A budget cut of beef, simple pantry ingredients, a bit of patience and pappardelle pasta. This Slow Cooked Shredded Beef Ragu Sauce with Pappardelle may be the king of all pastas. It is hands down one of my all time favourite pastas ever!

Slow Cooked Shredded Beef Ragu Sauce
There’s this annoying thing that’s been a thorn in my backside all my working life. This thing called pride.
I’m not a professional food photographer, or food stylist, videographer or a chef for that matter. But that doesn’t matter. What does matter is being proud of everything that I have on my website, knowing that even if there are people out there who can take better photos and make better videos, that I’ve done the best I can do and I’m proud of what I’m sharing.
3 years into blogging with over 500 recipes, I still get butterflies when I hit Publish on a new or updated recipe.
And having rewritten, rephotographed and made a video for this Shredded Beef Ragu which I first shared over 2 years ago, yes I’m going to have butterflies when I hit Publish on this (again!) because it’s one of my all time personal favourites. 🙂

I have a weakness for all things slow cooked, but hands down this shredded beef ragu is one of my all time favourites. I’d dare say I love it even more than traditional Ragu Alla Bolognese. It’s the shredded beef that seals the deal for me. The way it soaks up the sauce and clings to the pasta. It’s an absolute ripper!
I’m pretty sure I first learned how to make Slow Cooked Shredded Beef Ragu Sauce with Pappardelle from Lidia Bastianich. Years ago, her show “Lidia’s Italy” was one of the few cooking shows on free-to-air TV and I used to watch them over and over again. Almost everything I know about Italian cooking (including the reason why I was hunting down Kale a decade before it became “cool”) is because of Lidia Bastianich. Old school, real deal Italian. 🙂


Best Pasta to serve with Ragu
The question of what type of pasta to serve with different pasta sauces is a question that I get asked quite regularly. Generally, most pasta sauces will pair perfectly well with most common pasta types, like spaghetti, fettuccine, linguine, penne / ziti, macaroni, shells etc.
==============================
Goal »
Extend the beef ragu recipe post, starting after its last sentence.

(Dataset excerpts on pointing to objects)
==============================
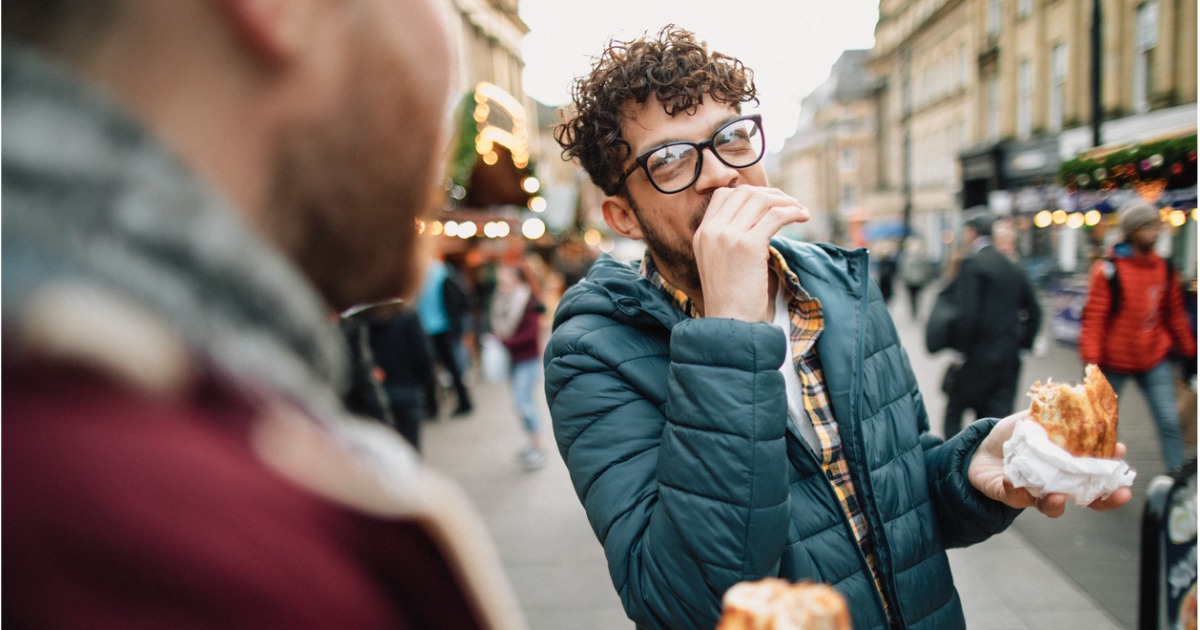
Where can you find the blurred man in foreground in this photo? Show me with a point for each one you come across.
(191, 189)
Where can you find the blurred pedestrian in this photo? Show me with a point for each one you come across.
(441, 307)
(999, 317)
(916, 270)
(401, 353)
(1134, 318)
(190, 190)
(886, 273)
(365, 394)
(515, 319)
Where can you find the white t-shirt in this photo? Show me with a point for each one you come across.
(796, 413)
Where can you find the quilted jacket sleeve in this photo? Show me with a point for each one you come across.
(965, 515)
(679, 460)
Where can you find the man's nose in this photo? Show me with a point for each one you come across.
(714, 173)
==============================
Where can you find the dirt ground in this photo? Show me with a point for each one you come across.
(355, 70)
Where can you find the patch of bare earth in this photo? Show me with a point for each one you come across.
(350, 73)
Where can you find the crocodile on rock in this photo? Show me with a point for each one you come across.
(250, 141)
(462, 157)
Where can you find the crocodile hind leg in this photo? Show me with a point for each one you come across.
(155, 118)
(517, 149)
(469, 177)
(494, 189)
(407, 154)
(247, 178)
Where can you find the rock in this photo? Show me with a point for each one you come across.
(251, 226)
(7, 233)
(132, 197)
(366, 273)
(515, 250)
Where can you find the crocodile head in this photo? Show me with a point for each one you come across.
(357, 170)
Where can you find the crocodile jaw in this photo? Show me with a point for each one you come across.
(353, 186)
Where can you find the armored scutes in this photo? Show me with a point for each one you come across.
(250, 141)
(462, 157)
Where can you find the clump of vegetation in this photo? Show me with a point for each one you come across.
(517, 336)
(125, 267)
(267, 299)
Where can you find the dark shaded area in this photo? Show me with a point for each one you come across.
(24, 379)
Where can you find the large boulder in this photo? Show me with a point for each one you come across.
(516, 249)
==============================
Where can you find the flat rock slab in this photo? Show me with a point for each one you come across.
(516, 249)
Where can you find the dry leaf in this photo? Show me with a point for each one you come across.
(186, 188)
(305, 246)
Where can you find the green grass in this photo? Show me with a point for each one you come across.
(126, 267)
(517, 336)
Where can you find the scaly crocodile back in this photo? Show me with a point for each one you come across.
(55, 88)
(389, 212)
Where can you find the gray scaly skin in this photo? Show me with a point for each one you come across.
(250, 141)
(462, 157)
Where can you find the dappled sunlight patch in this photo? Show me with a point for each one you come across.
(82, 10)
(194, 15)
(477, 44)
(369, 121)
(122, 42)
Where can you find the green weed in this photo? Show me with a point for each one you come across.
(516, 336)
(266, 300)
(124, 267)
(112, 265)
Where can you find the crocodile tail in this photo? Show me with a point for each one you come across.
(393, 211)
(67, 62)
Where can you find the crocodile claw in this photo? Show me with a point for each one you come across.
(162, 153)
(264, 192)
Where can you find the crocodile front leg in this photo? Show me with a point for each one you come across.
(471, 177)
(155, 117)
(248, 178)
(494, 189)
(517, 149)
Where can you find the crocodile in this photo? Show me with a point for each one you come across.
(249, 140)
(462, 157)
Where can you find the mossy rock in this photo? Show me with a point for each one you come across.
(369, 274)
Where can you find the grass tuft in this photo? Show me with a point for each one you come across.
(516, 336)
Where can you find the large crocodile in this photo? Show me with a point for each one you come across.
==============================
Result below »
And while this Slow Cooked Shredded Beef Ragu Sauce will be great with any type of pasta, the best pasta for a rich sauce like this ragu is pappardelle. This wide, flat pasta is especially great for this recipe because the shredded beef clings to the wide strands.
For pappardelle, I am quite particular about which brand I use because I’ve had problems in the past with uneven cooking. I use San Remo which is a well known trusted brand here in Australia. The pappardelle is bundled into nests so they are fully submerged when dropped into boiling water, and the nests are loose enough so the bubbling water separates the strands and the pappardelle cooks evenly.
You’ll find San Remo pappardelle at all the major supermarkets as well as fresh produce stores and delis. And here’s a photo for size context – giant pasta in my Baby Hands…..

Oh – and the other reason San Remo Pappardelle is my pasta of choice for ragu is because it’s an egg pasta. The addition of egg makes the pappardelle stronger so it doesn’t break when tossed in the thick, rich sauce.
If you’ve just invested hours of patience, slow cooking the sauce to tender perfection, you’ll make me cry if you just dump cooked pasta in a bowl and spoon over the sauce. And the entire nation of Italy will cry with me. 😉 Please promise me you will toss the ragu with the pasta before serving! It is worth it, I promise. Look how every strand of the pappardelle is beautifully coated in that luscious ragu!! – Nagi xx

Watch How To Make It
Slow Cooked Shredded Beef Ragu Sauce with Pappardelle recipe video!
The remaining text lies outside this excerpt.